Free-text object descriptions
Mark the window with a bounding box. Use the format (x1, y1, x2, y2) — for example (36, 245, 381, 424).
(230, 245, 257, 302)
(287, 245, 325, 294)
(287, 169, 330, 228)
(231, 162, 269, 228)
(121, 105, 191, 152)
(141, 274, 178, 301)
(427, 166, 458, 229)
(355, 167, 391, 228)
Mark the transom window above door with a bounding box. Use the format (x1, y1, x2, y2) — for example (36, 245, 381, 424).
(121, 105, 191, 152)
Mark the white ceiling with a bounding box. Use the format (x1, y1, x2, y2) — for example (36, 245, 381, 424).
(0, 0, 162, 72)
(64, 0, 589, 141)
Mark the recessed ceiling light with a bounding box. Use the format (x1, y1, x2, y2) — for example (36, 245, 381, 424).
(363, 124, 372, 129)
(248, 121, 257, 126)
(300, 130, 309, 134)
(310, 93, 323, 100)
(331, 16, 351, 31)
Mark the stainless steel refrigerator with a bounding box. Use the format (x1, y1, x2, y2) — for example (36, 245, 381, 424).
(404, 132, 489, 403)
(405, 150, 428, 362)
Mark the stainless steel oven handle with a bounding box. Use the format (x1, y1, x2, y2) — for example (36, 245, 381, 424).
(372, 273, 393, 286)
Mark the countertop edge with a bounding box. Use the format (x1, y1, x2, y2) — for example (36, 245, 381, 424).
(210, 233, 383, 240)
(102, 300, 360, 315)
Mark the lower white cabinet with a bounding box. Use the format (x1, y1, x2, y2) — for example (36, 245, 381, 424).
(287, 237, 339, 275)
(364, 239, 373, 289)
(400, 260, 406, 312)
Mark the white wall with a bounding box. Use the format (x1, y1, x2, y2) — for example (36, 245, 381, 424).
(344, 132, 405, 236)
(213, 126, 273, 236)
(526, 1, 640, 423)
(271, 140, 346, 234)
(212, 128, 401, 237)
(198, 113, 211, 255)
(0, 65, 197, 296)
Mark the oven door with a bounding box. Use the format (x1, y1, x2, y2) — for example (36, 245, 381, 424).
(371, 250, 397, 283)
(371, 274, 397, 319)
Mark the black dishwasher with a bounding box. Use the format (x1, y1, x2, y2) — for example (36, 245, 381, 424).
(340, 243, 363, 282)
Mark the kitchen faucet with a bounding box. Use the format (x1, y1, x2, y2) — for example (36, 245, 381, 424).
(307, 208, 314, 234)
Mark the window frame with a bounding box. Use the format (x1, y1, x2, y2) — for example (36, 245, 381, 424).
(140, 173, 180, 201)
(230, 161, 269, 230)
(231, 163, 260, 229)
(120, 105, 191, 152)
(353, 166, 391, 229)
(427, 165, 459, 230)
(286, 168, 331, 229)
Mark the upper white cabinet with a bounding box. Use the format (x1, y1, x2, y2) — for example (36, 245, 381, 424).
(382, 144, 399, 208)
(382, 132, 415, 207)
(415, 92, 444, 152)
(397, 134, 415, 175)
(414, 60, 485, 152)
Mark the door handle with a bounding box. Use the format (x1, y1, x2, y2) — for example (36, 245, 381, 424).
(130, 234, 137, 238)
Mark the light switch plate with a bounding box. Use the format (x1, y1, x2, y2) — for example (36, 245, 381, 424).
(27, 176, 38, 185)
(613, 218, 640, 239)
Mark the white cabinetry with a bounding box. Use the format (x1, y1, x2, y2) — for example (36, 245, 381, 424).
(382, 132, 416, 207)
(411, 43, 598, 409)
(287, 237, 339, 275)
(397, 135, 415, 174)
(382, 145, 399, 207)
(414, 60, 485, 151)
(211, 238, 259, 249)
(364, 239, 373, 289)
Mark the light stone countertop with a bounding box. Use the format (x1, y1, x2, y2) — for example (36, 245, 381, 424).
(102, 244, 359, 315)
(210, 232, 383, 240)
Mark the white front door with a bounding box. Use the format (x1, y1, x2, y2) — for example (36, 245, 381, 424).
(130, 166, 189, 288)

### Instructions for the task
Nothing added, nothing dropped: copy the data above.

### Final answer
Mark the window with a bounding box. Use the format (x1, y1, x2, y2) — for example (36, 245, 381, 424).
(230, 245, 257, 302)
(287, 245, 325, 294)
(287, 169, 330, 228)
(231, 162, 269, 228)
(121, 105, 191, 152)
(141, 274, 178, 301)
(427, 166, 458, 229)
(355, 167, 391, 228)
Mark the transom window above door with a bounding box. Use the format (x1, y1, x2, y2) — for example (36, 245, 381, 424).
(121, 105, 191, 152)
Mark the white ceiling with a bounding box. Use the format (x1, y1, x2, y2) — for example (36, 245, 381, 424).
(0, 0, 162, 72)
(64, 0, 589, 141)
Mark the recessed ceiling light with a bounding box. Use the format (x1, y1, x2, y2) — for example (36, 245, 381, 424).
(363, 124, 372, 129)
(248, 121, 257, 126)
(300, 130, 309, 134)
(310, 93, 323, 100)
(331, 16, 351, 31)
Mark the stainless steel refrigerator with a bounding box. Use the format (x1, y1, x2, y2) — for example (36, 245, 381, 424).
(404, 132, 489, 403)
(405, 150, 428, 362)
Mark the stainless steel oven handle with a bounding box. Use the format (x1, y1, x2, y2) — for example (36, 245, 381, 424).
(372, 273, 393, 286)
Mark the countertop edge with a bounding box. Use the format (x1, y1, x2, y2) — for example (36, 245, 381, 424).
(210, 233, 383, 240)
(102, 300, 360, 315)
Mark the lower white cabinet with a bounding box. Use the format (x1, y1, x2, y2) — for example (36, 245, 381, 424).
(287, 237, 339, 275)
(364, 239, 373, 289)
(400, 260, 406, 312)
Mark the white wall with a bounding box. Use the format (x1, y1, x2, y2) — for example (36, 245, 381, 424).
(344, 132, 405, 236)
(213, 126, 273, 236)
(526, 1, 640, 423)
(271, 140, 346, 234)
(212, 128, 401, 237)
(198, 113, 211, 255)
(0, 65, 197, 296)
Mark the oven door with a bounding box. Use the format (x1, y1, x2, y2) — for example (36, 245, 381, 424).
(371, 250, 397, 283)
(371, 274, 397, 319)
Mark the black dishwasher with a bounding box. Use the format (x1, y1, x2, y2) — for example (36, 245, 381, 424).
(340, 243, 363, 282)
Mark the kitchen faucet with a bounding box. Use the format (x1, y1, x2, y2) — for example (36, 245, 381, 424).
(307, 208, 314, 234)
Mark the window frame with a bounding box. Use the format (x1, y1, x2, y2) — for example (36, 245, 381, 424).
(140, 173, 180, 201)
(230, 161, 269, 230)
(231, 163, 260, 229)
(120, 105, 191, 152)
(353, 166, 391, 229)
(427, 165, 459, 230)
(286, 168, 331, 229)
Mark the upper white cabinet with a bounding box. Use the format (x1, y1, x2, y2) — for example (36, 245, 381, 424).
(382, 144, 399, 208)
(382, 132, 415, 207)
(415, 92, 444, 152)
(397, 134, 415, 175)
(414, 60, 485, 152)
Mark the door handle with a bounding box. Use the format (x1, y1, x2, y2) — for example (36, 245, 381, 424).
(130, 234, 137, 238)
Mark the light switch plate with a bounding box. Use the format (x1, y1, x2, y2) — for example (36, 245, 381, 424).
(27, 176, 38, 185)
(613, 218, 640, 239)
Mark the white cabinetry with a bounding box. Use the format (x1, y1, x2, y2) — for example (36, 245, 381, 424).
(382, 132, 416, 207)
(411, 43, 598, 409)
(287, 237, 339, 275)
(397, 135, 415, 174)
(382, 145, 399, 207)
(414, 60, 485, 151)
(211, 238, 259, 249)
(364, 239, 373, 289)
Mark the light stone countertop with a bounding box. Use the format (x1, y1, x2, y2) — for example (36, 245, 381, 424).
(102, 244, 359, 315)
(210, 232, 383, 240)
Mark the white front door with a bounding box. Use the format (x1, y1, x2, y2) — for example (36, 245, 381, 424).
(130, 166, 189, 288)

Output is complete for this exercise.